> **Work to complete**
Copy each line of the listing below exactly.

[Part of a data file]
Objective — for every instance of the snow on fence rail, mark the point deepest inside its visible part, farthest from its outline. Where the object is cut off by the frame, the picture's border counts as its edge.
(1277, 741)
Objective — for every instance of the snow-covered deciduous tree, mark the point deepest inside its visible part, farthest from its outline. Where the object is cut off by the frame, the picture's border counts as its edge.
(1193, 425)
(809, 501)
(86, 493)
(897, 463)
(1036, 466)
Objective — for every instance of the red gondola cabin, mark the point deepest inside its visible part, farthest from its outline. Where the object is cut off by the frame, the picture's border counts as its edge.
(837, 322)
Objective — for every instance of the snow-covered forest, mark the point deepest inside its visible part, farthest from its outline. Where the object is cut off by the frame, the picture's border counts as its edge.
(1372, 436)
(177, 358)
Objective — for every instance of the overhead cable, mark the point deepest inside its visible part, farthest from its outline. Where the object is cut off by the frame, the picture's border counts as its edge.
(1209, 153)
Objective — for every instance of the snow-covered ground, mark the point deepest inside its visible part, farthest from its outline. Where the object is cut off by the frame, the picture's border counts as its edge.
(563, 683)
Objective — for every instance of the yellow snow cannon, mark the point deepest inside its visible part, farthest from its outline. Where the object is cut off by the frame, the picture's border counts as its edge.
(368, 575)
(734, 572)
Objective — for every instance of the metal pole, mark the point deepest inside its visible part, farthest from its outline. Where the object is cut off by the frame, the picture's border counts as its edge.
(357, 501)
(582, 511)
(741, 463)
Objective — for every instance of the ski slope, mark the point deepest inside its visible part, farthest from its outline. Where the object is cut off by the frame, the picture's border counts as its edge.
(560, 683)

> **Result of the task**
Objective — for every instance of the snow on fence rail, mark the point deepest inside its visible part, farthest from its outline. Where the object is cut off by the frame, the picture's border counts as its edge.
(1277, 741)
Objective — for every instance of the snow-covered deciduous tree, mark the point deepest inside its visible part, farthest from its outline. Where the object is cut off by the frame, the picture's border counts as its edge.
(1193, 425)
(809, 501)
(86, 493)
(897, 463)
(1036, 466)
Objective — for every instance of the red gondola cabin, mark the point deepest inside its visible part, farthest from its outline. Where the object is cut off by the frame, the picture's border counts as its edge.
(837, 322)
Objective — for every instance of the snow-covered forest, mark the point deepest inside its visible part, farthest from its outline. Where the object is cut off by the frame, the picture's border counts as its edge.
(1372, 436)
(177, 358)
Objective — for every instance of the overhead cable, mark the point deepest inside its visible part, farthest from its outline. Where the object is cut off by the frame, the picture's border counts as its edge.
(1209, 153)
Objective — for every instance of the snow-covered ground, mark the point deepest inside its visible part, farthest from its outline. Where the object is cut off by the frame, the picture's border counts as its edge.
(563, 683)
Objective — for every instance of the yellow snow cannon, mark the point deepest inside its visible part, farthest from its outline. Where the object is cut off by the frame, the picture's border counts as its edge.
(368, 575)
(734, 572)
Objective — for every instance of the metal pole, mark the point deepest inside its visible part, farthest from its outline. Where the object is cut off by the frame, the picture's border counts as its edge.
(357, 501)
(582, 511)
(741, 463)
Objective — for every instance of the ski slope, mark the point deepest inside its visible part, farthest from its outline. Where the object is cut off by the frame, the picture's border counts as its edge.
(560, 683)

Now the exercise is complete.